### TASK TO COMPLETE
Extract each line of the data below that contains the string "every".
== LISTING
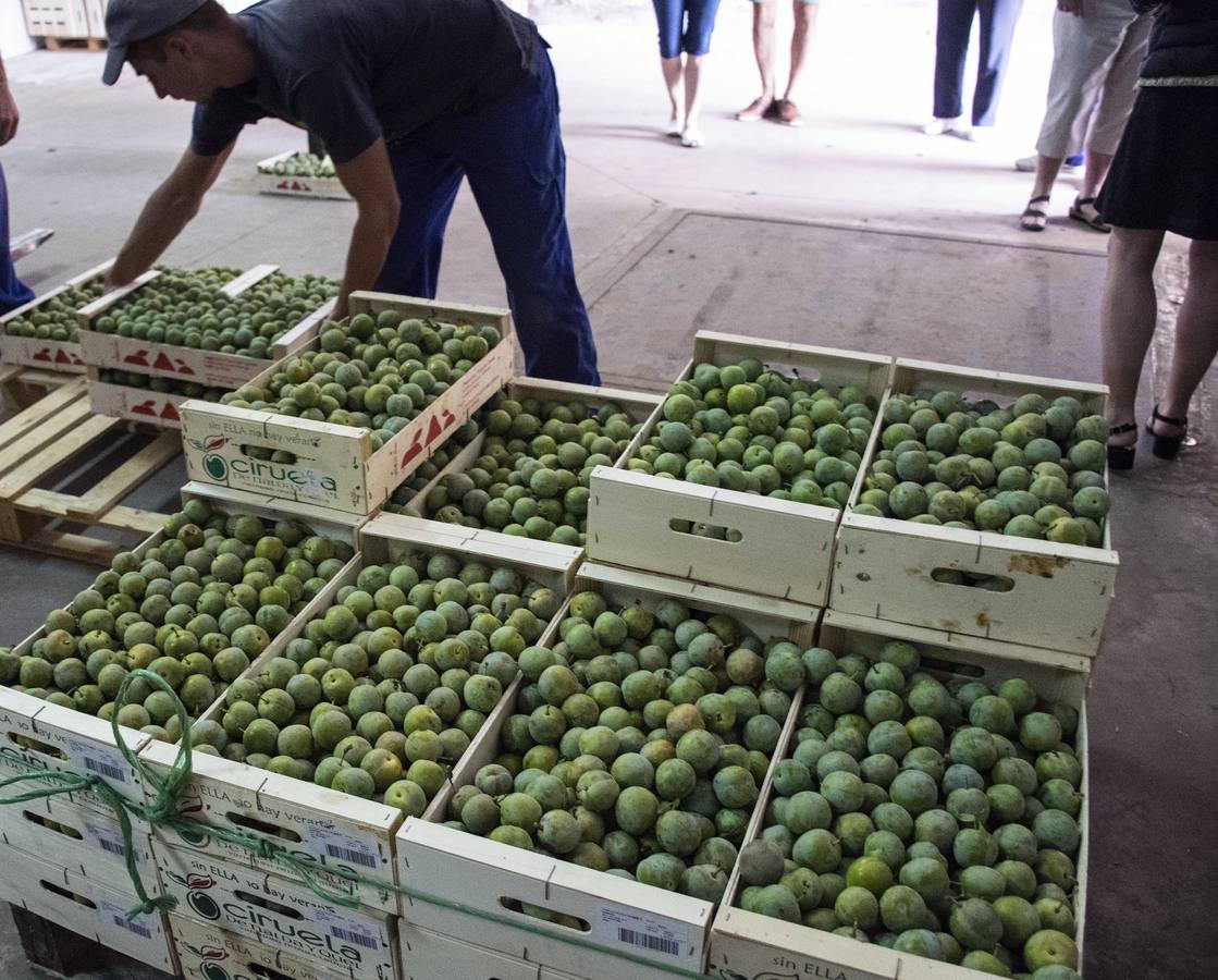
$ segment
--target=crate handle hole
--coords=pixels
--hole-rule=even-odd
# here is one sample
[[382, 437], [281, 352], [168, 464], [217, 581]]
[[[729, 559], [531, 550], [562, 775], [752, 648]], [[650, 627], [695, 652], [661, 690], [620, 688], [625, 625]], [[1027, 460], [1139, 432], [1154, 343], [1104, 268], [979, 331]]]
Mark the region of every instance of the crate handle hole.
[[922, 657], [922, 667], [927, 670], [937, 670], [940, 674], [955, 674], [956, 676], [973, 678], [974, 680], [985, 676], [985, 669], [982, 667], [972, 663], [944, 661], [938, 657]]
[[56, 820], [49, 819], [48, 817], [41, 817], [37, 813], [30, 813], [28, 809], [23, 809], [21, 812], [21, 815], [24, 817], [27, 820], [29, 820], [32, 824], [45, 826], [48, 830], [52, 830], [56, 834], [62, 834], [65, 837], [71, 837], [74, 841], [84, 840], [84, 835], [82, 835], [79, 830], [77, 830], [73, 826], [68, 826], [67, 824], [61, 824]]
[[250, 891], [234, 891], [233, 892], [242, 902], [248, 902], [251, 906], [258, 906], [268, 912], [274, 912], [276, 915], [283, 915], [286, 919], [303, 919], [304, 917], [297, 912], [295, 908], [289, 906], [281, 906], [279, 902], [272, 902], [269, 898], [263, 898], [261, 895], [255, 895]]
[[13, 745], [19, 745], [22, 748], [28, 748], [30, 752], [50, 756], [52, 759], [60, 759], [61, 762], [67, 762], [68, 759], [63, 750], [56, 748], [54, 745], [48, 745], [46, 742], [40, 742], [38, 739], [30, 739], [28, 735], [17, 735], [15, 731], [10, 731], [9, 740], [13, 742]]
[[76, 902], [78, 906], [84, 906], [85, 908], [93, 908], [93, 909], [97, 908], [96, 904], [90, 902], [83, 895], [77, 895], [74, 891], [68, 891], [67, 889], [56, 885], [54, 881], [39, 881], [38, 884], [41, 885], [52, 895], [58, 895], [61, 898], [67, 898], [69, 902]]
[[251, 976], [261, 976], [264, 980], [292, 980], [286, 973], [273, 970], [270, 967], [263, 967], [261, 963], [246, 963], [245, 967], [250, 970]]
[[267, 834], [272, 837], [291, 841], [292, 843], [300, 843], [302, 840], [301, 835], [295, 830], [289, 830], [286, 826], [268, 824], [266, 820], [258, 820], [250, 817], [247, 813], [225, 813], [224, 817], [228, 818], [230, 823], [234, 823], [238, 826], [244, 826], [246, 830], [257, 830], [259, 834]]
[[[516, 898], [508, 898], [507, 896], [499, 897], [499, 904], [503, 906], [509, 912], [516, 912], [521, 915], [527, 915], [530, 919], [541, 919], [542, 921], [557, 925], [559, 929], [569, 929], [572, 932], [581, 932], [585, 935], [592, 931], [592, 926], [588, 925], [587, 919], [581, 919], [579, 915], [571, 915], [570, 913], [566, 912], [560, 912], [558, 914], [560, 914], [564, 919], [569, 921], [554, 921], [551, 918], [551, 915], [553, 914], [552, 909], [543, 908], [542, 906], [525, 904], [524, 902], [520, 902]], [[571, 925], [570, 923], [575, 923], [575, 925]]]
[[984, 572], [961, 572], [959, 568], [935, 568], [931, 578], [940, 585], [960, 585], [965, 589], [984, 589], [987, 592], [1010, 592], [1015, 579], [1006, 575], [988, 575]]
[[287, 452], [286, 450], [273, 450], [269, 446], [255, 446], [250, 442], [245, 442], [238, 449], [241, 451], [242, 456], [250, 460], [257, 460], [262, 463], [283, 463], [284, 466], [294, 466], [300, 457], [295, 452]]
[[669, 530], [688, 534], [691, 538], [709, 538], [713, 541], [723, 541], [728, 545], [738, 545], [744, 540], [744, 533], [736, 528], [706, 524], [702, 520], [685, 520], [680, 517], [674, 517], [669, 522]]

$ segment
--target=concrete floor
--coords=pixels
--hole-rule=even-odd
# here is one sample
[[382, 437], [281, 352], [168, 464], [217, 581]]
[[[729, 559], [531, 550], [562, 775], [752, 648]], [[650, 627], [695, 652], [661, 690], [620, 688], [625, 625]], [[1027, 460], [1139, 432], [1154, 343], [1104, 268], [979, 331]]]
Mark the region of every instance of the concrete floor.
[[[1030, 236], [1013, 217], [1029, 180], [1011, 160], [1028, 150], [1039, 123], [1051, 5], [1028, 5], [1001, 129], [982, 146], [916, 130], [927, 108], [933, 6], [825, 0], [800, 95], [808, 126], [792, 130], [730, 119], [753, 96], [755, 71], [748, 7], [725, 5], [708, 72], [709, 143], [697, 152], [658, 134], [665, 105], [646, 9], [594, 22], [547, 12], [572, 240], [609, 380], [663, 388], [702, 328], [1097, 379], [1104, 239], [1065, 221]], [[37, 54], [9, 71], [23, 112], [4, 157], [13, 227], [57, 232], [19, 271], [49, 288], [114, 252], [185, 144], [189, 107], [155, 102], [130, 77], [105, 90], [94, 55]], [[255, 162], [302, 143], [276, 123], [248, 130], [168, 260], [337, 273], [351, 205], [251, 194]], [[1072, 193], [1063, 179], [1055, 208], [1065, 212]], [[1169, 355], [1183, 286], [1179, 243], [1169, 244], [1160, 278], [1162, 330], [1147, 364], [1147, 403]], [[440, 295], [502, 301], [468, 194], [453, 215]], [[1211, 373], [1194, 405], [1202, 434], [1214, 425], [1216, 390]], [[1199, 775], [1218, 748], [1218, 458], [1206, 440], [1170, 466], [1147, 446], [1142, 453], [1134, 474], [1116, 480], [1119, 600], [1090, 698], [1093, 980], [1209, 975], [1218, 940], [1209, 913], [1218, 781]], [[183, 480], [178, 466], [132, 502], [167, 506]], [[50, 602], [93, 574], [0, 551], [0, 642], [26, 635]], [[19, 960], [0, 920], [0, 975], [32, 975]], [[140, 973], [99, 967], [90, 975]]]

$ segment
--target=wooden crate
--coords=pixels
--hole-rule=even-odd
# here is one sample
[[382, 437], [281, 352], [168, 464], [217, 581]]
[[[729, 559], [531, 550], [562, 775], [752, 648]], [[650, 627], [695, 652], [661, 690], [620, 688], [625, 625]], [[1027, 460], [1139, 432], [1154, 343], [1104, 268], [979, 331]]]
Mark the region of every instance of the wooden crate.
[[[618, 388], [598, 388], [586, 384], [569, 384], [566, 382], [549, 382], [542, 378], [514, 378], [508, 382], [507, 396], [509, 399], [537, 399], [543, 405], [554, 402], [582, 401], [592, 408], [604, 405], [607, 401], [616, 402], [622, 407], [632, 422], [647, 422], [655, 410], [664, 402], [663, 395], [649, 391], [626, 391]], [[482, 446], [486, 444], [486, 430], [480, 429], [468, 446], [457, 453], [436, 477], [415, 494], [407, 507], [413, 507], [420, 513], [424, 512], [424, 501], [431, 490], [443, 481], [445, 477], [457, 473], [466, 473], [477, 464], [482, 455]], [[628, 447], [627, 451], [628, 452]], [[626, 453], [624, 453], [625, 456]], [[624, 462], [621, 460], [616, 462]], [[486, 530], [493, 530], [487, 528]]]
[[[1075, 942], [1082, 962], [1083, 920], [1086, 907], [1088, 862], [1088, 780], [1086, 750], [1086, 687], [1090, 664], [1075, 658], [1072, 666], [1049, 666], [1039, 661], [1023, 661], [1018, 655], [996, 656], [998, 644], [968, 650], [956, 637], [939, 631], [911, 629], [892, 623], [878, 623], [859, 616], [828, 611], [822, 620], [817, 644], [838, 656], [856, 653], [875, 659], [889, 640], [906, 640], [922, 653], [922, 669], [940, 676], [959, 674], [970, 680], [990, 683], [1006, 678], [1023, 678], [1045, 697], [1065, 701], [1079, 708], [1075, 751], [1083, 763], [1083, 809], [1079, 826], [1083, 845], [1077, 861], [1078, 887], [1074, 896]], [[983, 652], [984, 650], [984, 652]], [[772, 770], [771, 770], [772, 772]], [[761, 803], [767, 803], [772, 781], [762, 787]], [[748, 839], [756, 836], [759, 826], [750, 826]], [[771, 980], [777, 976], [823, 976], [844, 980], [979, 980], [983, 975], [948, 963], [938, 963], [907, 953], [896, 953], [875, 943], [809, 929], [736, 908], [741, 890], [739, 869], [728, 882], [727, 895], [715, 918], [710, 940], [708, 973], [722, 980]]]
[[225, 932], [214, 923], [169, 915], [169, 931], [185, 980], [351, 980], [351, 970], [330, 971], [306, 957]]
[[177, 973], [173, 943], [161, 914], [128, 921], [132, 897], [49, 864], [9, 851], [0, 864], [0, 898], [166, 973]]
[[[178, 912], [303, 960], [322, 976], [397, 976], [397, 919], [322, 901], [307, 885], [228, 864], [199, 851], [156, 847], [162, 891]], [[326, 973], [328, 971], [328, 973]], [[203, 976], [208, 976], [205, 971]]]
[[[801, 377], [826, 384], [859, 385], [877, 402], [892, 366], [892, 358], [876, 355], [699, 332], [693, 360], [678, 380], [688, 379], [697, 363], [722, 367], [744, 357], [758, 357], [778, 369], [794, 368]], [[647, 442], [661, 418], [657, 410], [627, 460]], [[627, 469], [626, 462], [619, 462], [614, 470], [599, 468], [592, 477], [590, 559], [809, 606], [826, 605], [839, 511], [648, 477]], [[861, 480], [860, 467], [855, 491]], [[728, 528], [742, 538], [702, 538], [675, 530], [674, 520]]]
[[[239, 296], [279, 269], [278, 266], [256, 266], [248, 272], [228, 283], [220, 291], [229, 296]], [[289, 330], [270, 347], [270, 360], [242, 357], [236, 353], [196, 350], [177, 344], [156, 344], [149, 340], [136, 340], [132, 336], [101, 334], [95, 328], [96, 321], [128, 299], [145, 284], [161, 273], [146, 272], [130, 285], [116, 289], [100, 300], [95, 300], [79, 312], [80, 317], [80, 356], [85, 364], [99, 368], [118, 368], [136, 374], [150, 374], [155, 378], [172, 378], [179, 382], [194, 382], [208, 388], [236, 389], [259, 374], [266, 367], [280, 357], [303, 346], [315, 332], [318, 314], [311, 314]], [[322, 311], [329, 310], [329, 304]], [[320, 313], [322, 311], [318, 311]]]
[[68, 290], [88, 285], [105, 275], [113, 265], [113, 258], [108, 262], [102, 262], [100, 266], [80, 273], [63, 285], [44, 293], [24, 306], [18, 306], [16, 310], [0, 317], [0, 361], [6, 364], [26, 364], [27, 367], [62, 374], [84, 374], [85, 363], [80, 356], [79, 340], [43, 340], [34, 336], [9, 336], [5, 334], [5, 327], [10, 321], [34, 312], [48, 300], [61, 296]]
[[[132, 857], [145, 887], [156, 890], [149, 826], [135, 822]], [[0, 807], [0, 840], [15, 851], [46, 861], [72, 874], [89, 878], [134, 900], [127, 872], [122, 829], [113, 812], [102, 817], [62, 796]]]
[[258, 163], [257, 182], [262, 194], [278, 194], [286, 197], [314, 197], [317, 200], [350, 201], [351, 194], [337, 177], [292, 177], [274, 172], [276, 163], [298, 156], [297, 150], [289, 150]]
[[214, 923], [169, 915], [169, 930], [185, 980], [351, 980], [351, 970], [330, 971], [306, 957], [225, 932]]
[[[155, 533], [163, 514], [122, 501], [178, 456], [179, 444], [169, 433], [151, 441], [130, 435], [116, 442], [124, 431], [127, 423], [93, 414], [83, 378], [0, 424], [0, 541], [106, 564], [117, 551]], [[107, 472], [106, 461], [114, 457], [121, 462]], [[94, 481], [86, 490], [55, 489], [56, 474], [86, 466], [102, 470], [90, 474]], [[111, 538], [90, 536], [84, 533], [89, 529], [105, 529]]]
[[[513, 547], [510, 539], [507, 544], [484, 546], [482, 539], [473, 534], [436, 534], [431, 530], [432, 527], [414, 518], [395, 516], [381, 516], [370, 520], [361, 531], [362, 555], [357, 555], [326, 584], [308, 608], [287, 630], [275, 637], [275, 642], [250, 664], [242, 676], [257, 676], [262, 666], [272, 657], [279, 656], [284, 647], [300, 635], [309, 619], [330, 607], [340, 589], [356, 581], [365, 563], [393, 561], [406, 551], [443, 551], [514, 567], [565, 595], [566, 584], [579, 561], [577, 549], [561, 545]], [[512, 701], [505, 694], [496, 712], [503, 713], [510, 705]], [[217, 701], [203, 717], [219, 722], [224, 707], [223, 701]], [[491, 722], [497, 717], [498, 714], [492, 713], [482, 733], [479, 733], [466, 751], [465, 758], [454, 768], [452, 774], [454, 783], [466, 776], [470, 763], [465, 759], [474, 758], [475, 747], [485, 737], [490, 737], [484, 733], [491, 731], [493, 728]], [[145, 748], [141, 758], [158, 772], [167, 772], [175, 756], [174, 746], [156, 742]], [[446, 795], [441, 796], [447, 800]], [[436, 802], [435, 806], [442, 807], [442, 802]], [[396, 881], [393, 837], [402, 822], [402, 812], [395, 807], [361, 800], [291, 776], [268, 773], [244, 763], [196, 753], [194, 775], [183, 797], [180, 811], [200, 822], [199, 831], [178, 833], [169, 828], [157, 828], [153, 834], [157, 846], [168, 843], [183, 850], [194, 850], [213, 859], [222, 859], [231, 865], [244, 865], [258, 873], [275, 876], [286, 874], [281, 864], [264, 859], [245, 847], [218, 840], [207, 834], [206, 828], [207, 824], [235, 826], [280, 847], [290, 847], [294, 853], [313, 863], [314, 874], [331, 891], [358, 897], [367, 907], [397, 913], [398, 896], [395, 891], [351, 881], [342, 876], [342, 870], [346, 869], [390, 884]], [[339, 873], [330, 873], [331, 868], [336, 868]]]
[[[1006, 399], [1032, 391], [1050, 399], [1073, 395], [1094, 414], [1104, 414], [1107, 396], [1102, 385], [899, 360], [893, 392], [923, 389]], [[879, 445], [877, 429], [861, 473], [870, 468]], [[859, 492], [856, 485], [851, 507]], [[1102, 547], [1083, 547], [848, 510], [828, 605], [894, 623], [1094, 657], [1117, 579], [1111, 524], [1111, 517], [1104, 522]], [[940, 583], [932, 578], [935, 569], [998, 575], [1012, 588], [994, 592]]]
[[[410, 317], [492, 325], [502, 341], [456, 384], [374, 451], [370, 433], [290, 416], [188, 401], [183, 408], [186, 472], [192, 480], [304, 500], [340, 511], [370, 514], [389, 500], [458, 425], [512, 378], [515, 334], [507, 310], [436, 304], [382, 293], [356, 293], [352, 313], [397, 310]], [[272, 364], [253, 379], [262, 384]], [[295, 463], [256, 460], [246, 446], [292, 453]]]
[[90, 37], [85, 0], [22, 0], [21, 6], [32, 38]]
[[[580, 567], [572, 592], [598, 591], [621, 606], [641, 601], [654, 608], [677, 598], [693, 609], [726, 613], [759, 639], [781, 636], [811, 644], [818, 609], [783, 600], [743, 595], [694, 583], [630, 572], [611, 566]], [[570, 601], [557, 622], [566, 616]], [[557, 630], [552, 637], [557, 636]], [[543, 644], [553, 642], [546, 640]], [[784, 730], [794, 730], [798, 702]], [[514, 711], [514, 706], [513, 706]], [[499, 752], [493, 737], [471, 746], [464, 779]], [[488, 724], [487, 728], [491, 725]], [[776, 757], [777, 758], [777, 757]], [[430, 820], [442, 813], [426, 814]], [[404, 921], [441, 935], [466, 940], [515, 959], [582, 976], [626, 975], [659, 980], [672, 971], [700, 973], [714, 907], [637, 881], [594, 872], [546, 853], [512, 848], [452, 828], [408, 818], [397, 837], [398, 884]], [[760, 819], [756, 814], [754, 819]], [[505, 902], [542, 906], [588, 924], [580, 931], [513, 911]]]

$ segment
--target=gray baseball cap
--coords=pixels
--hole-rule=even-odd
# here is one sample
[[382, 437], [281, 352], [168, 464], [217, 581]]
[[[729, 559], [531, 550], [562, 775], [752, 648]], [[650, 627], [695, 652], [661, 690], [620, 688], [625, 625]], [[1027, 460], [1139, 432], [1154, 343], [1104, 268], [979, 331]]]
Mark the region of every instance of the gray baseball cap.
[[127, 49], [185, 21], [207, 0], [110, 0], [106, 35], [110, 51], [101, 80], [113, 85], [127, 63]]

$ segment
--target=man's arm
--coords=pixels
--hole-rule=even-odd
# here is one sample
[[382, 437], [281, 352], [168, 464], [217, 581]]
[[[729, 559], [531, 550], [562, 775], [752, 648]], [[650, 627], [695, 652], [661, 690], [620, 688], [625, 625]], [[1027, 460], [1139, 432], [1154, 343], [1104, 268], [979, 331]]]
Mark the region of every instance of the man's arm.
[[17, 112], [17, 101], [9, 91], [9, 76], [4, 69], [4, 61], [0, 60], [0, 146], [17, 135], [17, 123], [21, 113]]
[[216, 183], [224, 161], [233, 152], [230, 143], [216, 156], [186, 150], [168, 179], [161, 184], [140, 212], [135, 227], [106, 277], [106, 290], [124, 286], [151, 268], [199, 213], [203, 195]]
[[347, 316], [347, 299], [351, 294], [371, 289], [376, 284], [397, 230], [401, 207], [384, 139], [378, 139], [353, 160], [336, 163], [335, 172], [359, 208], [347, 250], [342, 289], [334, 310], [334, 318], [342, 319]]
====
### ANSWER IN FULL
Mark the region of every instance of the crate handle hole.
Mark the region of every instance of the concrete floor.
Mark the region of every instance of the wooden crate.
Mark the region of every instance of the gray baseball cap.
Mark the region of every instance of the man's arm.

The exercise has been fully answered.